**WORK TO BE COMPLETED:**
Nothing in the records may be left out or reworded; return them exactly.

Natural language region descriptions:
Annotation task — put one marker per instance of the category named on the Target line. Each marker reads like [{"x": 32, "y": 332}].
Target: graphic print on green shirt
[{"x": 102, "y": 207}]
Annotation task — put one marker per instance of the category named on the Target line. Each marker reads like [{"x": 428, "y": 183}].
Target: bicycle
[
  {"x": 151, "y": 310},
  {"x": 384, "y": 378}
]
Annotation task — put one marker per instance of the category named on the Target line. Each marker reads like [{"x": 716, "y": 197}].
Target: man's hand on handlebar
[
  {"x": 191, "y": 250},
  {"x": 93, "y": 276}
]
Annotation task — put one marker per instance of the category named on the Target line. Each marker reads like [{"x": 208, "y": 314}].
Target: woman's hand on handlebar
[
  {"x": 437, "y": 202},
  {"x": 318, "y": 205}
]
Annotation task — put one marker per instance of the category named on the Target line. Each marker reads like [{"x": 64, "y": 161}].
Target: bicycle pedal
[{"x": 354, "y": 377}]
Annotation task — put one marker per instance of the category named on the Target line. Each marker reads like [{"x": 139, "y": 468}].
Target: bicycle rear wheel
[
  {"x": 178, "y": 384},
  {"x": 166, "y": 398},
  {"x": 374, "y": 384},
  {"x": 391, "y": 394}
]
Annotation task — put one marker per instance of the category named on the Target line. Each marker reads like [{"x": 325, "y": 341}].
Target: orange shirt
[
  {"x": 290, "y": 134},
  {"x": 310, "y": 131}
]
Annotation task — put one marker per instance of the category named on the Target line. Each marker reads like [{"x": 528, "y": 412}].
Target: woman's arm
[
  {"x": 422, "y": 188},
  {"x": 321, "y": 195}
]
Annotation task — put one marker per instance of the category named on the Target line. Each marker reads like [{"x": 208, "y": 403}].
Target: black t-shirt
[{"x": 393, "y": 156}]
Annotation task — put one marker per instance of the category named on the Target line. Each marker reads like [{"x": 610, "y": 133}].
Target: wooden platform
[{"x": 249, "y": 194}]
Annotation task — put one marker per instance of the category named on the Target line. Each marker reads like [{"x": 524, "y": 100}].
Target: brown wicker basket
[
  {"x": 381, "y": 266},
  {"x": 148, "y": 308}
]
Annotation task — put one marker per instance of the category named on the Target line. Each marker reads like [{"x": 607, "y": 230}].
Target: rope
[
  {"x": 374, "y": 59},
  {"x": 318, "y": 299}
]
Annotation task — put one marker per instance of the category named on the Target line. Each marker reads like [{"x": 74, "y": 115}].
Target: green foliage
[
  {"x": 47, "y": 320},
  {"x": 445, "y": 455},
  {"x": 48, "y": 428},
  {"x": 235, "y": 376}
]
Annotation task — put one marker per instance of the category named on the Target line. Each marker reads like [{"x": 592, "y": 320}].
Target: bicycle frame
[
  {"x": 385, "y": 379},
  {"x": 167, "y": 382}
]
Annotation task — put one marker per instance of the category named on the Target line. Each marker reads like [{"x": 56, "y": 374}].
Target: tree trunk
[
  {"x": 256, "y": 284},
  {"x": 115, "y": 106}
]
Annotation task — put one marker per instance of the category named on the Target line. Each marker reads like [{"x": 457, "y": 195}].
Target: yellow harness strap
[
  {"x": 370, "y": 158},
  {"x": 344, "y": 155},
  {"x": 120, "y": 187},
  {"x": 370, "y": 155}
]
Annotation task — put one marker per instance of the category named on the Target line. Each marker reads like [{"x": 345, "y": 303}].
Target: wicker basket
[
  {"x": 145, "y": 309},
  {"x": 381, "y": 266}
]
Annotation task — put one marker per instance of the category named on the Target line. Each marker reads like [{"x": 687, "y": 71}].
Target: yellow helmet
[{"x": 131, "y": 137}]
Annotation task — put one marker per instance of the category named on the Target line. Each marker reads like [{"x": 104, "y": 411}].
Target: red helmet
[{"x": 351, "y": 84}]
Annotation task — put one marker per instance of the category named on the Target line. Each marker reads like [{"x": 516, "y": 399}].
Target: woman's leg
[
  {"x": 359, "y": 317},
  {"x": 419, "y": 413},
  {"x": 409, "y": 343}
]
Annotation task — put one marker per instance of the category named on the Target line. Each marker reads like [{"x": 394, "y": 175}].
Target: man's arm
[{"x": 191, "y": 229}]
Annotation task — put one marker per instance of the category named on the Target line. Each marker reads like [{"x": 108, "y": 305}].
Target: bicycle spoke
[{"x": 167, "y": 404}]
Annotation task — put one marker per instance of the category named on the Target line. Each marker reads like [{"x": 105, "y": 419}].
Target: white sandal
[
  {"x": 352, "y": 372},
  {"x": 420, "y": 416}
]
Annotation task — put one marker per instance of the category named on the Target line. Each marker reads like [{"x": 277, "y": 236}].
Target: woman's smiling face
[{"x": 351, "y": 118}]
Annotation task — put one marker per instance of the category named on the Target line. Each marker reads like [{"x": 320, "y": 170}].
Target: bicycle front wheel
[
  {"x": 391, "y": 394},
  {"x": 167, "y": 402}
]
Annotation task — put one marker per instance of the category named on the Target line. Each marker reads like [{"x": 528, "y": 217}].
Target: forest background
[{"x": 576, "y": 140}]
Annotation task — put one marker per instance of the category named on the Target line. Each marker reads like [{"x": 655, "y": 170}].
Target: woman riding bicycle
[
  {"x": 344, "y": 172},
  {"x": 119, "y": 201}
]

**RESPONSE BOX:**
Annotation task — put one marker per instance of the category named on the Target line. Each marker reads like [{"x": 32, "y": 332}].
Target: graphic print on green shirt
[{"x": 102, "y": 207}]
Annotation task — put one marker per instance of the category named on the Target line. Each marker reads like [{"x": 428, "y": 183}].
Target: bicycle
[
  {"x": 151, "y": 310},
  {"x": 384, "y": 378}
]
Annotation task — put one marker per instance of the category named on the Target line. Each marker reads like [{"x": 716, "y": 197}].
Target: man's hand on handlebar
[
  {"x": 191, "y": 250},
  {"x": 93, "y": 276}
]
Annotation task — put one marker per instance of the category named on the Target line. Each marker reads like [{"x": 208, "y": 314}].
Target: woman's hand on handlebar
[
  {"x": 437, "y": 202},
  {"x": 318, "y": 205}
]
Annotation task — put one marker per instance of the category named on the Target line. Each marker reads like [{"x": 64, "y": 161}].
Target: bicycle pedal
[{"x": 354, "y": 377}]
Annotation task — put one marker per instance of the category named on the Target line. Each marker reads like [{"x": 139, "y": 468}].
Target: bicycle rear wheel
[
  {"x": 178, "y": 384},
  {"x": 166, "y": 398},
  {"x": 374, "y": 384},
  {"x": 391, "y": 394}
]
Annotation task — put one marker per instance of the category named on the Target line. Each marker reads like [{"x": 325, "y": 341}].
Target: orange shirt
[
  {"x": 290, "y": 134},
  {"x": 310, "y": 131}
]
Annotation task — put one marker per instance of the category named on the Target line. Each marker reads like [{"x": 528, "y": 412}].
Target: woman's arm
[
  {"x": 422, "y": 188},
  {"x": 321, "y": 195}
]
Annotation task — put one marker per instance of the category named on the Target line. Each marker reads like [{"x": 208, "y": 403}].
Target: black t-shirt
[{"x": 393, "y": 156}]
Annotation task — put one marker per instance of the category named on the Target line. Each marker reads like [{"x": 610, "y": 133}].
Target: wooden platform
[{"x": 249, "y": 194}]
Annotation task — put one marker per instance of the category named on the Target line. Each marker reads like [{"x": 524, "y": 100}].
Target: brown wicker basket
[
  {"x": 381, "y": 266},
  {"x": 148, "y": 308}
]
Annotation task — put one marker per instance of the category named on the Target line. Each marker reads like [{"x": 607, "y": 230}].
Target: rope
[
  {"x": 374, "y": 59},
  {"x": 318, "y": 299}
]
Annotation task — put one marker per instance of the category named on the Target line. Each marker reads like [{"x": 74, "y": 115}].
Target: green foliage
[
  {"x": 47, "y": 320},
  {"x": 445, "y": 455},
  {"x": 48, "y": 428},
  {"x": 235, "y": 376}
]
Annotation task — put one marker per instance of the category named on the Target line. Each marker reads like [{"x": 592, "y": 320}].
Target: bicycle frame
[
  {"x": 385, "y": 379},
  {"x": 167, "y": 382}
]
Annotation task — put one marker per instance of the category named on the Target line. Each marker reads like [{"x": 56, "y": 374}].
Target: tree trunk
[
  {"x": 256, "y": 284},
  {"x": 115, "y": 106}
]
Annotation task — put one marker per instance of the category named on the Target line. Each marker reads like [{"x": 457, "y": 195}].
Target: yellow harness strap
[
  {"x": 370, "y": 158},
  {"x": 344, "y": 155},
  {"x": 120, "y": 187},
  {"x": 370, "y": 155}
]
Annotation task — put one marker per instance of the category named on the Target line. Each marker reads like [{"x": 345, "y": 303}].
Target: wicker basket
[
  {"x": 145, "y": 309},
  {"x": 381, "y": 266}
]
Annotation task — put one marker per instance of the category named on the Target line. Each marker reads like [{"x": 687, "y": 71}].
Target: yellow helmet
[{"x": 131, "y": 137}]
Annotation task — put one marker per instance of the category named on the Target line. Each marker reads like [{"x": 104, "y": 411}].
Target: red helmet
[{"x": 351, "y": 84}]
Annotation task — put one marker per instance of the category named on the Target line. Each marker reads like [{"x": 516, "y": 399}].
Target: woman's leg
[
  {"x": 359, "y": 317},
  {"x": 419, "y": 413},
  {"x": 409, "y": 343}
]
Annotation task — put one marker per instance of the category named on the Target line. Each marker reads like [{"x": 394, "y": 175}].
Target: man's arm
[{"x": 191, "y": 229}]
Annotation task — put one marker per instance of the category named on the Target line. Each marker reads like [{"x": 108, "y": 305}].
Target: bicycle spoke
[{"x": 167, "y": 404}]
Annotation task — put one marker per instance of the category named on the Target line. Each marker reads like [{"x": 105, "y": 419}].
Target: white sandal
[
  {"x": 352, "y": 372},
  {"x": 420, "y": 416}
]
Annotation task — put one marker per instance of the category named on the Target line. Each marker reads like [{"x": 277, "y": 236}].
Target: woman's smiling face
[{"x": 351, "y": 118}]
Annotation task — put one marker per instance of the category named on the Target line. Each marker reads like [{"x": 320, "y": 170}].
Target: bicycle front wheel
[
  {"x": 391, "y": 394},
  {"x": 167, "y": 402}
]
Annotation task — put one marker per instance of the category named on the Target line. Each marker reads like [{"x": 528, "y": 217}].
Target: forest background
[{"x": 576, "y": 140}]
Annotation task — put one marker per instance of the category named on the Target line. Each marker reads like [{"x": 655, "y": 170}].
Target: woman riding bicycle
[
  {"x": 344, "y": 172},
  {"x": 119, "y": 201}
]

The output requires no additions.